Data excerpts:
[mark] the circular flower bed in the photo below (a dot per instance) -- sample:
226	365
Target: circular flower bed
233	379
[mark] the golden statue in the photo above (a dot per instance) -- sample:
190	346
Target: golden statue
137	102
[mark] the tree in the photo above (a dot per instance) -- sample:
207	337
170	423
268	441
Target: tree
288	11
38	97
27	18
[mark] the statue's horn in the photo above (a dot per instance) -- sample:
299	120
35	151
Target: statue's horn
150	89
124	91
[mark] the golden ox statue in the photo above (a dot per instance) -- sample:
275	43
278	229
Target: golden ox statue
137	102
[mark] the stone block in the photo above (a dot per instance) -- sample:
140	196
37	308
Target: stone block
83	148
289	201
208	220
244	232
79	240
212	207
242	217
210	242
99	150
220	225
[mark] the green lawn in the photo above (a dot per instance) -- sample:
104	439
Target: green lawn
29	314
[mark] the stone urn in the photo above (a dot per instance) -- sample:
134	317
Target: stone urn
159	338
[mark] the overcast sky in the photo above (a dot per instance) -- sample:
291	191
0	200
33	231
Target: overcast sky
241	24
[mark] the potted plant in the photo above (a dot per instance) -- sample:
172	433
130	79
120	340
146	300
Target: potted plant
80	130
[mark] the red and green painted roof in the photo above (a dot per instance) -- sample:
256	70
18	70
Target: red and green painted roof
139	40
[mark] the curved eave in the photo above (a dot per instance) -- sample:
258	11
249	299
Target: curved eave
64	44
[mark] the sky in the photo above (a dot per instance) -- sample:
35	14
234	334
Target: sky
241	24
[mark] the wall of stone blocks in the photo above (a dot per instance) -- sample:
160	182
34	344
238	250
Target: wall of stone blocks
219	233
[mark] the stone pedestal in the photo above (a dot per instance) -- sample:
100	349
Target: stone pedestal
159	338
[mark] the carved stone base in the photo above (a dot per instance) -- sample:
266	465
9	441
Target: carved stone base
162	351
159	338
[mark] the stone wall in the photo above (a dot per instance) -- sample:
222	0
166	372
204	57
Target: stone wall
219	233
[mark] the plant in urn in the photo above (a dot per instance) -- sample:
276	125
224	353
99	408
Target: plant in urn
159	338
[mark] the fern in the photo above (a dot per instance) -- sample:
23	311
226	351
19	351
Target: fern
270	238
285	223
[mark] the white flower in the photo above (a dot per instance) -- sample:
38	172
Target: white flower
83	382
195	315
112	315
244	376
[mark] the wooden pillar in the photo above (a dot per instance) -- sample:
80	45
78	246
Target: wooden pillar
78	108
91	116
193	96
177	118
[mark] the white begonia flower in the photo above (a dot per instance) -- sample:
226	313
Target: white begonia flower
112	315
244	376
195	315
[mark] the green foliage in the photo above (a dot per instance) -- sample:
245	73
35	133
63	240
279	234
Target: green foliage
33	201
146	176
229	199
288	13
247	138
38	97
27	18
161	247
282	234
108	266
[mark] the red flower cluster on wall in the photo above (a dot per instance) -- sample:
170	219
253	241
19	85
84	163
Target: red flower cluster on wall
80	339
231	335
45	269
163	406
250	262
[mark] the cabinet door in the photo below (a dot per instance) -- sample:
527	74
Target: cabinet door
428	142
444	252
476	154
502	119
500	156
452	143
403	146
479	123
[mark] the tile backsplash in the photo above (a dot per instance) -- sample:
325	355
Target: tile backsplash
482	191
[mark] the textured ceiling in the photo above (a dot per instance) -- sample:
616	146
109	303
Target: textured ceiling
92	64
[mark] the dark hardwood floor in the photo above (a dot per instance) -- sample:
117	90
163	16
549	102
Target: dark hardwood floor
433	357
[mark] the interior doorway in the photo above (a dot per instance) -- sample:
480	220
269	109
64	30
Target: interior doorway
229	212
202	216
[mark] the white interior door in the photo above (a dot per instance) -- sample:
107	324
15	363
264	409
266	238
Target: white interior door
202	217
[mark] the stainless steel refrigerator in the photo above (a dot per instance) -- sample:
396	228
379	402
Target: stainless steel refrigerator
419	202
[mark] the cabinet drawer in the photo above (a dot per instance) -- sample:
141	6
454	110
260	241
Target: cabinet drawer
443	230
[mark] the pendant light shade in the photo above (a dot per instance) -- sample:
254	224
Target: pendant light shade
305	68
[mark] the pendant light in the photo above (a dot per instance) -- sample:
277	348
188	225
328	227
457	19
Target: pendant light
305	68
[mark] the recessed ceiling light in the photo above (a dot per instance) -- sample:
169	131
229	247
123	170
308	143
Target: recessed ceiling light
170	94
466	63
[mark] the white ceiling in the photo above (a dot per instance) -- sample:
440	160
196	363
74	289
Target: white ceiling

WORK TO BE COMPLETED: All lines holding the word "below" must be copied from the data.

ANSWER SPACE:
[mark] the circular flower bed in the photo below (a dot per instance) -- sample:
[mark] the cabinet door in the photo below (a dot per instance) -- sample:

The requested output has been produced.